Vorliegender Text —
***
4. An Henriette Vogt in Leipzig.

[331] (Zwickau, den 2. November 1834.)


Eben las ich Deinen alten Brief –

Dies Blatt war eigentlich für Ernestine bestimmt. Darf ich es meiner theuern Henriette gestehen, daß ich den Unterschied, ob ich für Sie oder sie schreibe, nicht sehr hoch anschlage? – Schon Ludwig2[331] bemerkte, daß Sie setzt eigentlich von mir vertreten würden, daß ich somit Sie wäre, wenigstens für Zwickau – o wie wünschte ich mir dann etwas von meiner Rücksicht gegen Freunde, die sich mehr im Handeln zeigte, als im Versprechen, etwas von meiner Eil im Schreiben an ein einsam stehendes Geliebtenherz, ja! ich wünschte Alles von mir zu besitzen – Leicht könnte ich das als Entschuldigung anführen und sagen »man hat ohnehin genug zu schreiben, z.B. an Henrietten, Ernestinen – nun gar noch an sich schreiben« – aber ich glaube, ein einfaches Fürwort, etwa »sein Sie nicht böse«, thut dasselbe. Ueberdem erinnere ich mich seit Jahren leider keines Briefes, der sich nicht wegen einer langweiligen Entschuldigung wegen Nachlässigkeit angefangen hätte, daß es meinen Briefempfängern ordentlich lästig werden muß.

Meine theure Freundin – wie lieb' ich und acht' ich Sie so innig, als daß ich glaubte, Sie würden dieses Schweigen für etwas anderes als eine Pause nehmen, die ja nur ein stummes Unterbrechen, aber kein Aufhören ist – ich dichte, wenn ich an Sie denke und meine Verwandten wissen's, wenn ich es ausspreche. Dann stehen Sie vor mir, treu wie eine Gestalt, jetzt sinnend, jetzt rathend, selten nur etwas schmollend, manchesmal ein wenig finster, öfter heiter, immer liebend und gütig – dann kommt Ernestine hinzu mit dem Madonnenkopf, der kindlichen Hingebung für mich, sanft und licht, wie ein Himmelsange, das blau durch die Wolke dringt – und dann umarmt Euch Ludwig, leise wie seine ganze äußere Erscheinung mit dem Schmerz im Gesicht und mit dem edlen Spott, den er ihm entgegenstellt – die Gruppe ist fertig – ich ziehe für wenige Augenblicke den Schleier darüber – –.
***
Bereitgestellte Einträge —

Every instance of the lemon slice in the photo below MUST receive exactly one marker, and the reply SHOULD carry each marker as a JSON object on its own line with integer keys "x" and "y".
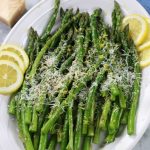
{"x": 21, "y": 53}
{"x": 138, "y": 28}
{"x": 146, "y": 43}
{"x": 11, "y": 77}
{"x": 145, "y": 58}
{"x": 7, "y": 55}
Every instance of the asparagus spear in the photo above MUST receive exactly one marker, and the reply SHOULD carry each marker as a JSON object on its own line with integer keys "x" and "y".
***
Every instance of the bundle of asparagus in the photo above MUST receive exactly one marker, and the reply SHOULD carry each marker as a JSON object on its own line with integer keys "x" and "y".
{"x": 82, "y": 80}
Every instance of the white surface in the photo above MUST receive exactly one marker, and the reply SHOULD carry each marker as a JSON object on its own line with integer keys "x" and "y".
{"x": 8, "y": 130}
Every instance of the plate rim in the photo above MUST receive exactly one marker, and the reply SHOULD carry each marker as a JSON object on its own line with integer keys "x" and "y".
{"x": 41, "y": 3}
***
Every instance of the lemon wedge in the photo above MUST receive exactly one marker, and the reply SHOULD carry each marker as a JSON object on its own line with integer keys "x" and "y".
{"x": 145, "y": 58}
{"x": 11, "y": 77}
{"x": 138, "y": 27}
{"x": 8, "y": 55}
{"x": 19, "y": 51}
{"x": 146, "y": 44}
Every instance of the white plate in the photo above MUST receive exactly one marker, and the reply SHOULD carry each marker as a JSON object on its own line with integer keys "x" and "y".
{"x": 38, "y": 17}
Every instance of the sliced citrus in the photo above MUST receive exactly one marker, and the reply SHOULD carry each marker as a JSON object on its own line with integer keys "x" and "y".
***
Aufgabenstellung —
1. Beantworten Sie anhand des Briefes an Henriette Vogt die folgenden Fragen:
(a) An welchem Ort und unter welchem Datum ist der Brief verfasst?
(b) Für wen war das Blatt laut Brief eigentlich bestimmt?
(c) Mit welchem Kopf wird Ernestine beschrieben?
2. Prüfen Sie, ob die folgenden Aussagen mit dem Brief an Henriette Vogt übereinstimmen:
(a) Im Brief wird das Schweigen als ein Aufhören bezeichnet.
(b) Henriette erscheint in der Vorstellung des Briefes immer liebend und gütig.
(c) Im Brief heißt es, man erinnere sich an viele Briefe, die ohne Entschuldigung begannen.
3. Führen Sie den Brief an Henriette Vogt nach seinem letzten Satz fort.

Antworten —
1.
(a) Zwickau, 2. November 1834
(b) Für Ernestine
(c) Mit dem Madonnenkopf

2.
(a) Nein: „die ja nur ein stummes Unterbrechen, aber kein Aufhören ist“
(b) Ja: „immer liebend und gütig“
(c) Nein: „erinnere ich mich seit Jahren leider keines Briefes, der sich nicht wegen einer langweiligen Entschuldigung wegen Nachlässigkeit angefangen hätte“

3.
Vier Tage später, am 5. November.


Sonntags nach jenem Freitagsabschied kam ich hier an. Eigentlich sollte der Fortgehende nie zu antworten haben – denn der Zurückbleibende behält wenigstens den Ort zurück, welcher die Vergangenheitsbilder sicherer fesselt, als alle Fantasie; der Fortgehende wird durch neue Gesichte, neue Verhältnisse zerstreut, er steht wie im Zusammentreffen der Zeiten, die da sonderbar durcheinander wogen. Und überhaupt spürt das Ganze den herausgerissenen Ring aus der Kette weniger, als der Einzelne sein Fehlen im Ganzen.


Am 7.


Mit jedem Augenblick wächst meine Schuld. Wie quälen mich[332] Eure Bilder, Ihres und Ludwigs! Jetzt setz ich mich mit dem festen Vorsatz nieder, nicht eher aufzustehen, als der Brief fertig ist.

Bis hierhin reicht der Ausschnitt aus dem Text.